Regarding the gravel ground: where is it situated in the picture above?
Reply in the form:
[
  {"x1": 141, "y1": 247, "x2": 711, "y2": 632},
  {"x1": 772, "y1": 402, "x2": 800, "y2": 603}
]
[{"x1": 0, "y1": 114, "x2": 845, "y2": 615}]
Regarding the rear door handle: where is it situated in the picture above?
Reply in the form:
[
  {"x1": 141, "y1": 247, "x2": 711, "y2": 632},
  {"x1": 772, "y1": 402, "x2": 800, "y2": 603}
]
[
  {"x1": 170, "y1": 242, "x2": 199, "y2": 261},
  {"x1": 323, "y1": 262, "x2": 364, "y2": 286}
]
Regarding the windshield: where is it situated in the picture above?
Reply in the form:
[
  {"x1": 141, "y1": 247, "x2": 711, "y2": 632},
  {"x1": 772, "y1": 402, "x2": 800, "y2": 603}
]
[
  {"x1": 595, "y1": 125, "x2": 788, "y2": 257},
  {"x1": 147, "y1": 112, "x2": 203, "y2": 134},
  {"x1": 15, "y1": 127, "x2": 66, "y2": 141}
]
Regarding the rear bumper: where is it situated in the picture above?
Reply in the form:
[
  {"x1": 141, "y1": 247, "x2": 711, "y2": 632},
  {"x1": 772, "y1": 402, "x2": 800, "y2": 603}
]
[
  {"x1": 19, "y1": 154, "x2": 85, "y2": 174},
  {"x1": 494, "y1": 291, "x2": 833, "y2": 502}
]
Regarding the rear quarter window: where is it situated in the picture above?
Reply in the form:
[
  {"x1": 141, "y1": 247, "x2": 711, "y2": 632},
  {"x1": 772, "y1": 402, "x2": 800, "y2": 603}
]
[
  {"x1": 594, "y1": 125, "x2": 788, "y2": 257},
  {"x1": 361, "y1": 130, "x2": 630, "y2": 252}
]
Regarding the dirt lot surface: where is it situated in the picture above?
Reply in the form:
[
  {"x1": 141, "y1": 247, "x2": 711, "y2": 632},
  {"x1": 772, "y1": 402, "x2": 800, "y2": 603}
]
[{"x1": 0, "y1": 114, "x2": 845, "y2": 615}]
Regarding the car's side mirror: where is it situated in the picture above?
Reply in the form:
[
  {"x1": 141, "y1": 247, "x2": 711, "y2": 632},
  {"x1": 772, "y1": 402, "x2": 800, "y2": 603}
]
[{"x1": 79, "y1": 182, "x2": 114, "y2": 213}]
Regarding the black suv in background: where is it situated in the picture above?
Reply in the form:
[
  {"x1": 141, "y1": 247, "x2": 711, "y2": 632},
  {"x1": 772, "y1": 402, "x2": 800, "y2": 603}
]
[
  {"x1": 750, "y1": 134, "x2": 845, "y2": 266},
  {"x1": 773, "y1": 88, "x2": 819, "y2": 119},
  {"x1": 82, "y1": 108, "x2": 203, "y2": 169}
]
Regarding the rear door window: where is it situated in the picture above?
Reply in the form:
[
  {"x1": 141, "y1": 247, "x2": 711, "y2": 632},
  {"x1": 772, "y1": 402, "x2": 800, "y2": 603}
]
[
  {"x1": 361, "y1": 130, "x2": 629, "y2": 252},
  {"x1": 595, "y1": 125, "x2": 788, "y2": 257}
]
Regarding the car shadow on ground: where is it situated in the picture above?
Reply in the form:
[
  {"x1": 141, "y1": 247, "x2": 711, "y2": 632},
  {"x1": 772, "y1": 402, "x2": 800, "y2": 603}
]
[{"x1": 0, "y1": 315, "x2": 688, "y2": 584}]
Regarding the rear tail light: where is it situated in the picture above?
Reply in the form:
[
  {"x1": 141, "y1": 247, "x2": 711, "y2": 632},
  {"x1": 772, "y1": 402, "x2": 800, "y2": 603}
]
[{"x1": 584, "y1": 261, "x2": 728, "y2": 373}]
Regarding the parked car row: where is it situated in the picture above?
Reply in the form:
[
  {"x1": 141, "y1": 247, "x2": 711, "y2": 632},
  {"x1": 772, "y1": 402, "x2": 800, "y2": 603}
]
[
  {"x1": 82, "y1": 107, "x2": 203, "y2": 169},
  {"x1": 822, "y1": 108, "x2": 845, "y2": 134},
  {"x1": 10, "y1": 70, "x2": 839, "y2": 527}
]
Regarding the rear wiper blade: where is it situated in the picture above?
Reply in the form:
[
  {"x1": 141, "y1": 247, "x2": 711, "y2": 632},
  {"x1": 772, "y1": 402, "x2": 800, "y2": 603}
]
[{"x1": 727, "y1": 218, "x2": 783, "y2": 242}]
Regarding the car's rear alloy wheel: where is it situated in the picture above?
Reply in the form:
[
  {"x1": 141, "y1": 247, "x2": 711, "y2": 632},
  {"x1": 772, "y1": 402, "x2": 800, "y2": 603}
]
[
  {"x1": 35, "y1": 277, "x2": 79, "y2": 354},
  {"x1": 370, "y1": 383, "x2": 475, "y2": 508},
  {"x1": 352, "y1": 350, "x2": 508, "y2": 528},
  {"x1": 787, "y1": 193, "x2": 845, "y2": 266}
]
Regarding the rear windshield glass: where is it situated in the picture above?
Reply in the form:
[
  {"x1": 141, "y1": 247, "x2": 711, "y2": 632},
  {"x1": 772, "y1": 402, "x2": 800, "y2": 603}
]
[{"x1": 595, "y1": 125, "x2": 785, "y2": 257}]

--------------------------------------------------

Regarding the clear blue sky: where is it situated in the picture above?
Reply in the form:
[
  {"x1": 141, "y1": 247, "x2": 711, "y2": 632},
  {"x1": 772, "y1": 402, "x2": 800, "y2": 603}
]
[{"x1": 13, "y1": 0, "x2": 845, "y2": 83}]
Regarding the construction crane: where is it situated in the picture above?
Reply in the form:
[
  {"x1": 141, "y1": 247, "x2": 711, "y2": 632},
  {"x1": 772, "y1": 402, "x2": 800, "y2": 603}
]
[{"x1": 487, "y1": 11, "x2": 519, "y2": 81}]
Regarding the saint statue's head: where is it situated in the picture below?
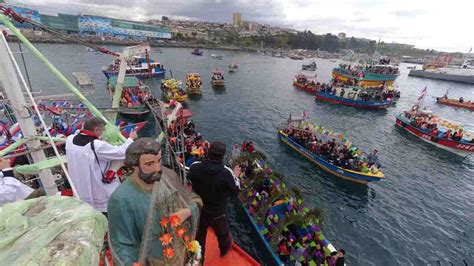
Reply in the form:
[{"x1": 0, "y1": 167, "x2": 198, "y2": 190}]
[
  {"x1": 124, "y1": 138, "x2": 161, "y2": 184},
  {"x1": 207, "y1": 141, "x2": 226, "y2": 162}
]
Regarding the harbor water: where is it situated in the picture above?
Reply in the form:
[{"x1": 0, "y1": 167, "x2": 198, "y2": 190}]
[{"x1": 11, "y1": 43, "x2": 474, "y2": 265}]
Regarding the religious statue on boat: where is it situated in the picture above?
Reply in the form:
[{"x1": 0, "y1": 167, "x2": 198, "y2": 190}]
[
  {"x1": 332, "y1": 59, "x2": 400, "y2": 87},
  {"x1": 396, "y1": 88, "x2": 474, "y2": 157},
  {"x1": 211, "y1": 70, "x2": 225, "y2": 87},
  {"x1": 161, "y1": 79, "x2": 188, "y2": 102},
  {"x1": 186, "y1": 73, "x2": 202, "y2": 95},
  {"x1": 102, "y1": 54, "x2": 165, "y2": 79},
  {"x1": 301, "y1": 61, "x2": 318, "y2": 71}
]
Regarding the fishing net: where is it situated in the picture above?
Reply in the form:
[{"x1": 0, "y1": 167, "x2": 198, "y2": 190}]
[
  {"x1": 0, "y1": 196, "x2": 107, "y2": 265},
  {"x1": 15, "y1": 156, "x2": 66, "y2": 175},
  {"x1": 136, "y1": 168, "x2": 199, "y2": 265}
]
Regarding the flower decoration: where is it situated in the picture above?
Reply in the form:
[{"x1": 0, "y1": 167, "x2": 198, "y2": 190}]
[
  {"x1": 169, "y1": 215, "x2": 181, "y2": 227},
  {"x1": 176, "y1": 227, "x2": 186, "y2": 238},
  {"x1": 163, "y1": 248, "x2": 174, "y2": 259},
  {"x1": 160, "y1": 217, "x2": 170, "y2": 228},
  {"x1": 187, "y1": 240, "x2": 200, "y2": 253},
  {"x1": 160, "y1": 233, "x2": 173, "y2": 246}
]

--------------------------------------------------

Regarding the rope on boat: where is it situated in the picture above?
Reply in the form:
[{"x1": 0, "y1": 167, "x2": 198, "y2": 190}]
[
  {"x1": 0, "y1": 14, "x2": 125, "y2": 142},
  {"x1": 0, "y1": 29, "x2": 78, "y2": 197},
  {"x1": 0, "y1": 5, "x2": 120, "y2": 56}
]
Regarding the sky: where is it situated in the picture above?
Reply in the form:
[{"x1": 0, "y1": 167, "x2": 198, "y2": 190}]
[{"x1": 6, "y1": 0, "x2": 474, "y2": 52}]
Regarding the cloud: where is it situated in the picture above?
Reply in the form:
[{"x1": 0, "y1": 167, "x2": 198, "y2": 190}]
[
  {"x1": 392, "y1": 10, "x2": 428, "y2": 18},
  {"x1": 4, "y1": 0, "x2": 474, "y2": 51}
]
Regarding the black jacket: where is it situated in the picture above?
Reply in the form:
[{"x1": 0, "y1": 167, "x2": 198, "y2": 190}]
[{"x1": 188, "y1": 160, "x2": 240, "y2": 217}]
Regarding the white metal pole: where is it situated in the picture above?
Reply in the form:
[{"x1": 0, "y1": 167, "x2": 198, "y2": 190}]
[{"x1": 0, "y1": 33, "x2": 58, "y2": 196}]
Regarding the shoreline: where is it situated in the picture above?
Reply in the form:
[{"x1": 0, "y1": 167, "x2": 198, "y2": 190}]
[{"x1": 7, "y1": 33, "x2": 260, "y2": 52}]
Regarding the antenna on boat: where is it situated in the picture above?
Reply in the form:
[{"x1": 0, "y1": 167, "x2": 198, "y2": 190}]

--------------------------------------------------

• [OPDRACHT]
Filter het materiaal hierboven en neem elke regel over waarin het woord "boat" staat.

• [OPLOSSING]
Regarding the religious statue on boat: where is it situated in the picture above?
Regarding the rope on boat: where is it situated in the picture above?
Regarding the antenna on boat: where is it situated in the picture above?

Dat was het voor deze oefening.